***** WYODRĘBNIONY TEKST
Ekonomiczne Sygnały, 31.10.2014
Dziś o 11.00 dane o inflacji w strefie euro. Konsensus wynosi 0,4 proc. rok do roku. O 13.30 dane o dochodach i wydatkach konsumentów w USA we wrześniu. Konsensus wynosi odpowiednio 0,3 i 0,1 proc. miesiąc do miesiąca. O 15.00 ostateczny odczyt indeksu nastrojów konsumentów Uniwersytetu Michigan. Konsensus to 86,4.
USA
Wzrost gospodarczy w Stanach Zjednoczonych jest solidny, choć wciąż poniżej tego, co chciałby osiągnąć Fed. W trzecim kwartale PKB w USA wzrósł o 0,87 proc. kwartał do kwartału, czyli 3,5 proc. w ujęciu zannualizowanym, oraz 2,3 proc. rok do roku – wynika z pierwszego odczytu. W drugim kwartale było to odpowiednio 1,12, 4,5 i 2,6 proc. Stany Zjednoczone wyglądają wręcz doskonale na tle strefy euro, gdzie wzrost gospodarczy ledwo przekracza zero w ujęciu zarówno kwartalnym jak i rocznym. Natomiast poziom wzrostu, który chciałby w średnim okresie osiągnąć Fed i który byłby spójny z osiąganiem pełnego zatrudnienia i pełnym wykorzystaniem mocy wytwórczych, to 3 proc. rok do roku. Na razie jest ok 2 proc. z hakiem. Oczywiście w długim okresie Stany Zjednoczone nie są już prawdopodobnie w stanie osiągnąć 3-procentowego wzrostu, ale w okresie wychodzenia z kryzysu powinno to być jak najbardziej możliwe. Głównymi czynnikami, które uniemożliwiają gospodarce wrzucenie najwyższego biegu są: wciąż niewystarczający popyt inwestycyjny ze względu na awersję do ryzyka wśród firm, oraz słaba sytuacja w strefie euro, która jest czwartym największym partnerem handlowym USA (po Kanadzie, Chinach i Meksyku). Fed może zacząć podwyżki stóp procentowych w przyszłym roku. Ale może być to raczej jesień niż lato.
**********
***** WYCIĄG DANYCH
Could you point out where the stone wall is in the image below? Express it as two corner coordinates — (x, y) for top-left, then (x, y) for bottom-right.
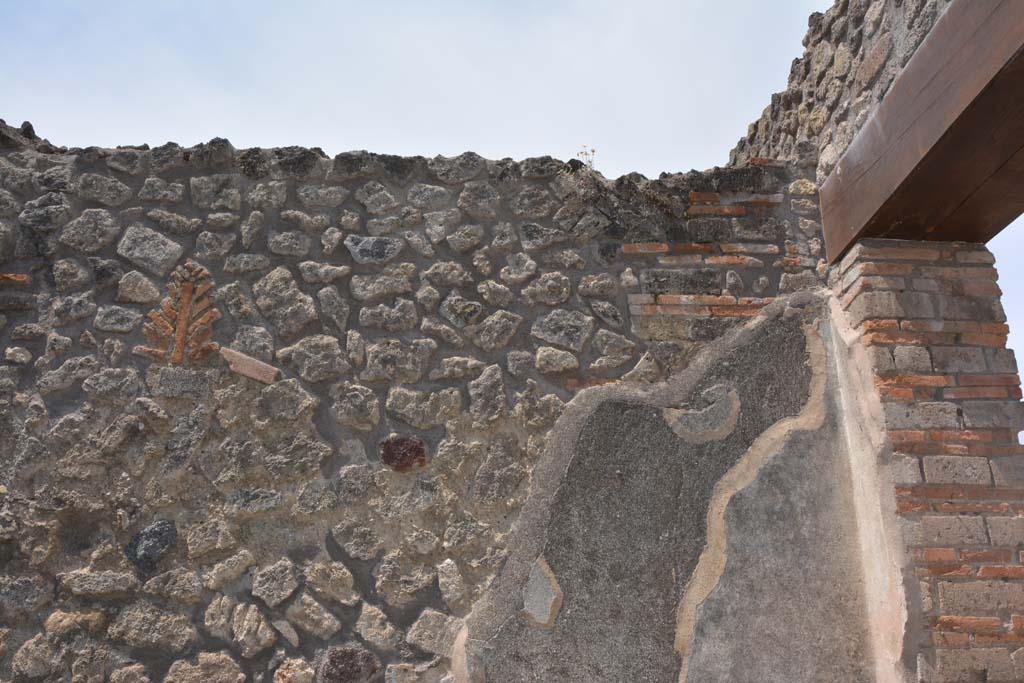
**********
WYMAGANIA ZADAŃ -
**1.** Jakie tempo wzrostu rok do roku chciałby według komentarza ekonomicznego osiągnąć Fed w średnim okresie?
**2.** Kontynuuj komentarz ekonomiczny, zaczynając zaraz po jego ostatnim zdaniu.

ODPOWIEDZI DO ZADAŃ -
**1.** 3 proc. rok do roku.

**2.**
Podsumowanie: Amerykańska gospodarka rozwija się solidnie, dużo szybciej od europejskiej, choć stać ją na więcej.
Niemcy
Niska inflacja w Niemczech, niższa od oczekiwań, pokazuje, że presja inflacyjna w Europie jest wciąż bardzo stłumiona, co będzie utrudniało strefie euro wyjście z recesji. Inflacja w Niemczech wyniosła w październiku 0,8 proc., tyle co we wrześniu i 0,1 pkt mniej od oczekiwań. Inflacja liczona metodą Eurostatu wyniosła 0,7 proc., o 0,1 pkt mniej niż we wrześniu i 0,2 pkt mniej od oczekiwań. Są dwie główne przyczyny niskiej inflacji: słaba aktywność gospodarcza (Niemcy balansują na granicy recesji) oraz spadek cen energii. Widać, że Europejski Bank Centralny jest mocno spóźniony z działaniami pobudzającymi inflację, co wynika z faktu, że Niemcy bardzo mocno sprzeciwiają się bardziej aktywnej polityce proinflacyjnej. Prowadzi to jednak strefę euro w złym kierunku. Ponieważ peryferie muszą odzyskiwać konkurencyjność, ich inflacja musi być niższa od niemieckiej. Jeżeli Niemcy mają inflację poniżej 1 proc., peryferie są skazane (średnio) na deflację. A w warunkach deflacji wyjście z wysokiego zadłużenia jest trudniejsze niż odwiązanie sobie stryczka.
Podsumowanie: Niska inflacja w Niemczech wpycha peryferie strefy euro w deflację, utrudniając im wyjście z kryzysu.
Rynek
Złoty w stosunku do euro jest mocniejszy, mimo że w środę Fed był nieco bardziej jastrzębi od oczekiwań. Decyzja Fed przełożyła się głównie na kurs dolara do złotego, który wzrósł w ostatnich dwóch dniach o ponad 1 proc. Kurs euro do złotego nieznacznie się obniżył. Euro/złoty wciąż jednak pozostaje w paśmie 4,21-4,24. Prędzej wyjdzie z tego pasma dołem niż górą, ale potrzebny będzie do tego jakiś wyraźny impuls w postaci większego globalnego apetytu na ryzyko czy lepszych danych makro z Polski. Na rynku stopy procentowej obserwujemy stabilizację rentowności. Polskie obligacje nie osłabiły się za amerykańskimi, ponieważ w Europie wciąż dominują obawy o wzrost gospodarczy i oczekiwania na luzowanie polityki pieniężnej.
Podsumowanie: Złoty mocniejszy, ale to tylko ruch w trendzie.